• [SELECTED EXCERPT]

In this section we look at the effect of a single tone-hole, of the kind examined in section 11.1.2, on the resonance frequencies of a cylindrical pipe of finite length, open at both ends. The pipe has total length $L$ and cross-sectional area $S$, and the tone-hole of area $C$ and effective length $h$ is located a distance $X$ from the end of the pipe. Define $L_1=L-X$ as the length of tube from the excitation end to the tone-hole. We expect that for a sufficiently large tone-hole the effective length of the tube with the open hole will be just a little larger than $L_1$, but if the hole size is reduced the effective length should tend towards $L$. We will calculate an end correction based on the length $L_1$.
The procedure will be to calculate the input impedance of the tube with the open tone-hole, then locate resonances of an open-ended tube (like a flute) by finding the zeros of this impedance. The first step is to repeat the calculation from section 11.1.1, but allowing the tube to be terminated in a general impedance $Z_L(\omega)$. The only change is to the boundary condition in equation (6) of that section. With the general impedance, we require
$$Z_L = \dfrac{Z_0}{S}\dfrac{Ae^{-ikL_1} + B e^{ikL_1}}{Ae^{-ikL_1} – B e^{ikL_1}} \tag{1}$$
with all notation the same as in section 11.1.1. Rearranging gives
$$B=A e^{-2ikL_1}\dfrac{Z_L – Z_0/S}{Z_L + Z_0/S} \tag{2}$$
in place of equation (7). The rest of the calculation is unchanged, and the resulting input impedance is
$$Z(\omega) = \dfrac{Z_0}{S}\dfrac{Z_L \cos kL_1 + i(Z_0/S) \sin kL_1}{iZ_L \sin kL_1 + (Z_0/S) \cos kL_1} . \tag{3}$$
It is reassuring to see that the earlier result for an open tube can be immediately recovered from this expression by setting $Z_L=0$.

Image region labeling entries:
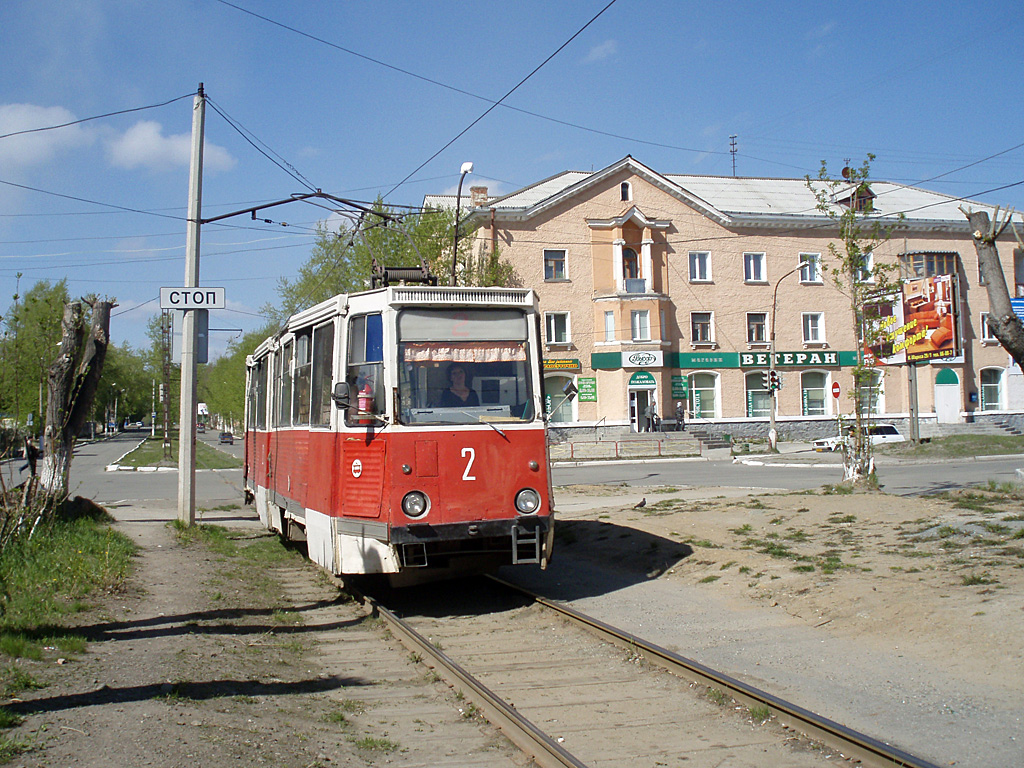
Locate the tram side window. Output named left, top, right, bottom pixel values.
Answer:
left=292, top=329, right=313, bottom=426
left=273, top=341, right=292, bottom=427
left=255, top=359, right=270, bottom=429
left=345, top=313, right=384, bottom=425
left=311, top=322, right=334, bottom=427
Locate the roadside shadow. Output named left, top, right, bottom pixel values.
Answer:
left=3, top=598, right=367, bottom=643
left=4, top=675, right=368, bottom=715
left=380, top=520, right=693, bottom=617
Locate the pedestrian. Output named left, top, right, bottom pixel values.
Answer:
left=22, top=437, right=39, bottom=477
left=676, top=402, right=686, bottom=432
left=643, top=403, right=654, bottom=432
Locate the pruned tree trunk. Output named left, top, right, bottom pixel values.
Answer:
left=39, top=301, right=114, bottom=504
left=961, top=208, right=1024, bottom=368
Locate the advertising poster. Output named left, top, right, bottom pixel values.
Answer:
left=864, top=274, right=963, bottom=366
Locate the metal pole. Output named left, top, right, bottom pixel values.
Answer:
left=449, top=163, right=473, bottom=287
left=178, top=83, right=206, bottom=525
left=768, top=264, right=803, bottom=452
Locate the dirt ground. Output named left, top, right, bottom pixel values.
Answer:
left=7, top=486, right=1024, bottom=768
left=556, top=486, right=1024, bottom=708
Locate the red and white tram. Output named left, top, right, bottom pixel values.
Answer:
left=245, top=286, right=553, bottom=584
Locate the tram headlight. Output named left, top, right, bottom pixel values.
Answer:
left=401, top=490, right=430, bottom=518
left=515, top=488, right=541, bottom=515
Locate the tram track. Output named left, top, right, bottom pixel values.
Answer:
left=364, top=579, right=937, bottom=768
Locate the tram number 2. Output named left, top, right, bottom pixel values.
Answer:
left=462, top=449, right=476, bottom=480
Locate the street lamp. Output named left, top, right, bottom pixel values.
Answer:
left=449, top=163, right=473, bottom=286
left=768, top=263, right=804, bottom=452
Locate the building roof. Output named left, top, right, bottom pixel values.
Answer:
left=442, top=157, right=1015, bottom=230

• [TO DO]
[1] Answer these about the tone-hole passage:
(a) How is the length $L_1$ defined?
(b) How will the resonances of the open-ended tube be located?
(c) What setting recovers the earlier result for an open tube from the input impedance expression?
[2] Continue the tone-hole passage, starting after its final sentence about recovering the open-tube result.

• [ANSWERS BELOW]
[1]
(a) $L_1 = L - X$, the length of tube from the excitation end to the tone-hole.
(b) By finding the zeros of the input impedance of the tube with the open tone-hole.
(c) Setting $Z_L = 0$.

[2]
The terminating impedance $Z_L(\omega)$ is the combined result of the tone-hole and the remaining length $X$ of tube. These are both open-ended tubes, so their separate input impedances at the position of the three-way junction are given by the result from section 11.1.1: for the tone-hole we have
$$Z_1=i\dfrac{Z_0}{C} \tan kh \tag{4}$$
while for the tube we have
$$X_2=i\dfrac{Z_0}{S} \tan kX . \tag{5}$$
To see how to combine the two into a single impedance $Z_L$, we simply need to note that at the junction of the tubes, the pressure is the same in both, but the total volume flow rate into the mouths of the two tubes is the sum of the separate flow rates. It follows that the impedances add like electrical resistors in parallel, so that
$$Z_L=\dfrac{Z_1 Z_2}{Z_1 + Z_2} = \dfrac{i Z_0 \tan kh \tan kX}{S \tan kh + C \tan kX} . \tag{6}$$
Once we find the solutions for $k$ of this equation, the corresponding frequencies will be given by $\omega=ck$. Substituting, we require
$$\tan kL_1 = \dfrac{iZ_L S}{Z_0} = -\dfrac{S\tan kh \tan kX}{S \tan kh + C \tan kX} . \tag{7}$$
One way to see how the solutions of equation (7) behave is to take a graphical approach: plot the left and right hand sides of the equation, and see where the curves cross. An example is shown in Fig. 1. This plot assumes a pipe of length 1 m with internal diameter 20 mm (the same as the example from section 11.1.1). The tone-hole is placed at position $X=0.1\mathrm~m$. Three different hole diameters are illustrated: the three blue curves, from top to bottom, correspond to diameters 20 mm, 6 mm and 2 mm. The horizontal axis has been scaled to show frequencies in Hz directly.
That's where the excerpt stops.